▸ Complete the following:
• A. Translate into Spanish this sentence from the merger judgment summary below: "The merger was heard on 20 September 2012, an order was issued the same day, and written reasons were issued on 23 January 2013."
• B. Condense the paragraph of the merger judgment summary that begins "A further operational fact relied upon" into a bulleted list that keeps its main facts.
• C. According to the merger judgment summary below, are these statements correct? Answer yes or no for each, quoting the words that decide it: (i) Absa held half of Woolworths Financial Services; (ii) the Tribunal prohibited the merger; (iii) Edcon's store cards were used mainly at Woolworths stores.

▸ Text to read:
ABSA Bank Ltd v Private Label Store Card Portfolio of EDCON (Pty) Ltd (70/LM/Jun12) [2013] ZACT 2; [2013] 1 CPLR 176 (CT) (23 January 2013)

75 Reportability
Competition Law

Brief Summary

Competition — Merger — Conditional approval of merger between Absa Bank Limited and the Private Label Store Card Portfolio of Edcon (Pty) Ltd — Concerns regarding potential anti-competitive effects due to information exchange between Edcon and Woolworths through Absa — Tribunal imposing behavioral conditions to mitigate risks of collusion and ensure competitive integrity — Merger approved subject to conditions.

Comprehensive Summary

Summary of Judgment


1. Introduction


These proceedings concerned a large merger notified to, and adjudicated by, the Competition Tribunal of South Africa under the Competition Act No. 89 of 1998 (as amended). The Tribunal considered whether to approve, prohibit, or approve subject to conditions a transaction in which Absa Bank Limited (the acquiring firm) would acquire the private label store card portfolio of Edcon (Pty) Ltd (the target business).


The matter came before a Tribunal panel comprising N Manoim (Presiding Member), A Wessels, and M Mokuena. The merger was heard on 20 September 2012, an order was issued the same day, and written reasons were issued on 23 January 2013. The Tribunal ultimately issued a decision of conditional approval in terms of section 16(2)(b) of the Competition Act.


The general subject matter was the competitive effect of Absa’s acquisition of Edcon’s store card receivables and accounts, specifically whether the transaction—given Absa’s existing 50% interest in Woolworths Financial Services (Pty) Ltd (WFS)—would create a structural link capable of facilitating information exchange and coordinated conduct between Edcon and Woolworths, which were treated as competitors in unsecured credit products.


2. Material Facts


Absa Bank Limited is a South African company and a wholly owned subsidiary of Absa Group Limited, a public company listed on the Johannesburg Securities Exchange. Absa Group operates in financial services and, relevantly for this merger, supplies unsecured credit products including personal loans, overdraft facilities, and credit cards.


A fact of particular relevance to the competition assessment was that Absa Group had an existing joint venture with Woolworths (Pty) Ltd, namely Woolworths Financial Services (Pty) Ltd (WFS), in which Absa held a 50% share. WFS offered unsecured credit products including private label store cards usable at Woolworths stores and selected Engen Food Stops, as well as personal loans and credit cards.


The target was the Private Label Store Card Portfolio of Edcon (Pty) Ltd, which formed part of Edcon’s unincorporated Credit and Financial Services Division. Edcon issued private label store cards enabling qualifying customers to purchase a range of goods on credit primarily at Edcon retail stores such as Edgars, Jet, Boardmans and CNA. The portfolio included card offerings on six months interest free terms and twelve months interest-bearing terms, and Edcon also had card acceptance relationships with certain third-party merchants.


In terms of the proposed transaction, as recorded by the Tribunal, Absa would acquire the right, title and interest in the accounts and receivables relating to Edcon’s South African private label store card portfolio (“the Portfolio”). The parties also indicated that Absa and Edcon would enter into a broader strategic relationship for the provision of unsecured credit and other financial services to Edcon customers.


A further operational fact relied upon by the Tribunal was that the parties envisaged a Program Agreement under which Edcon would continue to manage and operate the Portfolio on Absa Group’s behalf. Following implementation, Absa would assume responsibility for credit and fraud risk management, legal, accounting, compliance, and key back office operations, while Edcon would manage front office operations, primary customer interaction, and certain back-office functions related to the Portfolio.

▸ Data:
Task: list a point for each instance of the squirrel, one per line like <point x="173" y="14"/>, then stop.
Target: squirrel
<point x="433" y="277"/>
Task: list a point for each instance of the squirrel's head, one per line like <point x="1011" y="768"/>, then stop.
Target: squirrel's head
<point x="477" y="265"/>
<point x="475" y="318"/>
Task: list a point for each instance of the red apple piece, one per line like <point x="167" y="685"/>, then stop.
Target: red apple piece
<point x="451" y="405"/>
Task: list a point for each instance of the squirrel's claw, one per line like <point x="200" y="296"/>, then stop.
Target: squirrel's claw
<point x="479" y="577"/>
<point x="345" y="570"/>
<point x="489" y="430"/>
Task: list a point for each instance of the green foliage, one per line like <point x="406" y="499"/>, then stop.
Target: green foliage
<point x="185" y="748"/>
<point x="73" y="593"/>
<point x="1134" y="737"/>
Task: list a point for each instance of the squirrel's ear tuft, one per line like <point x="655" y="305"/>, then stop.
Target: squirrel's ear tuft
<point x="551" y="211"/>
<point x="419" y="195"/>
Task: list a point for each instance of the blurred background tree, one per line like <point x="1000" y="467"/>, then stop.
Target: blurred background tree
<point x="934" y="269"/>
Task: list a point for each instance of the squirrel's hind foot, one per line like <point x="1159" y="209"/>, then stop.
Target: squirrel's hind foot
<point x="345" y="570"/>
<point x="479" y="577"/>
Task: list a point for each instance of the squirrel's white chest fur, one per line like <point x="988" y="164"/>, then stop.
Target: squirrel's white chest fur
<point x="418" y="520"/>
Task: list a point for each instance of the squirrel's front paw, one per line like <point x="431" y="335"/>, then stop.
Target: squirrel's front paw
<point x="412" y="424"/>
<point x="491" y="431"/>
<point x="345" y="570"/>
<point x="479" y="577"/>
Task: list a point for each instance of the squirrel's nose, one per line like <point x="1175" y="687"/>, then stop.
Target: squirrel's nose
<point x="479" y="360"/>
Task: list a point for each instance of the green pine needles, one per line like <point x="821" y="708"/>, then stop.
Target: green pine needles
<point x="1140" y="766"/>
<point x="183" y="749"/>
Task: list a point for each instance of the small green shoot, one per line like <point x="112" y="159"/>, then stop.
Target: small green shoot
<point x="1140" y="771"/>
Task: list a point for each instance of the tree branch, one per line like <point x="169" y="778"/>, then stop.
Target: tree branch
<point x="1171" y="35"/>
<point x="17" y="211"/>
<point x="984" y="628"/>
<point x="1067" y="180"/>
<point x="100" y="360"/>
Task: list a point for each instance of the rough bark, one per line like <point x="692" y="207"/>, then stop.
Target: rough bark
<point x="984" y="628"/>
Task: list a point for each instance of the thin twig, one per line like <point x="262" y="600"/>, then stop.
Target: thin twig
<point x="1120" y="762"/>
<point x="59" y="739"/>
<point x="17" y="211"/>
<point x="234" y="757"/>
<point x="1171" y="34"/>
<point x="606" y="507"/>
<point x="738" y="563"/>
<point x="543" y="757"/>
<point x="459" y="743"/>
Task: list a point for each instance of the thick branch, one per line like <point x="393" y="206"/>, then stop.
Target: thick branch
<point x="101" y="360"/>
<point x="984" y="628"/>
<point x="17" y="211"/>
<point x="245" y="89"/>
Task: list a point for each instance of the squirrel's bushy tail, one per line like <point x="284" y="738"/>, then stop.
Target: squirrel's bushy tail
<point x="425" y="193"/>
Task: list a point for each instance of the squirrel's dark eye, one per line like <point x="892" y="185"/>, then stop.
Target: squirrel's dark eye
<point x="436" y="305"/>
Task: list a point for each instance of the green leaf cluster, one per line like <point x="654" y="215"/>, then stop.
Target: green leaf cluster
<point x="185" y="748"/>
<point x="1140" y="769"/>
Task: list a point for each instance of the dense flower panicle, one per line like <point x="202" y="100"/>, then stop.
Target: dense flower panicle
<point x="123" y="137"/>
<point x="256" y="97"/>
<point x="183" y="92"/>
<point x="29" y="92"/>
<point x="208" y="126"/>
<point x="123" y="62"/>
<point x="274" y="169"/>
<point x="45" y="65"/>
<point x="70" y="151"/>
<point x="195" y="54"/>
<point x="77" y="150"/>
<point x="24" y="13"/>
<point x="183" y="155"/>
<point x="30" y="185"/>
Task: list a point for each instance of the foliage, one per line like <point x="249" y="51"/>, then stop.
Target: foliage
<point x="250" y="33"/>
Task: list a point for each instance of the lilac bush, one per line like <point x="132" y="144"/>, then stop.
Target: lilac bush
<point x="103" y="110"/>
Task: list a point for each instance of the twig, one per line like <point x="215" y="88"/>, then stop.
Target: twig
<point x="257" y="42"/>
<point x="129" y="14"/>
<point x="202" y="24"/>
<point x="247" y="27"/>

▸ Expected results:
• A. La fusión se examinó en audiencia el 20 de septiembre de 2012, se dictó una orden el mismo día y las razones por escrito se emitieron el 23 de enero de 2013.

• B.
- The parties envisaged a Program Agreement under which Edcon would continue to manage and operate the Portfolio on Absa Group's behalf.
- After implementation, Absa would be responsible for credit and fraud risk management, legal, accounting, compliance, and key back office operations.
- Edcon would handle front office operations, primary customer interaction, and certain back-office functions related to the Portfolio.

• C.
(i) Yes: "in which Absa held a 50% share"
(ii) No: "The Tribunal ultimately issued a decision of conditional approval in terms of section 16(2)(b) of the Competition Act."
(iii) No: "primarily at Edcon retail stores such as Edgars, Jet, Boardmans and CNA"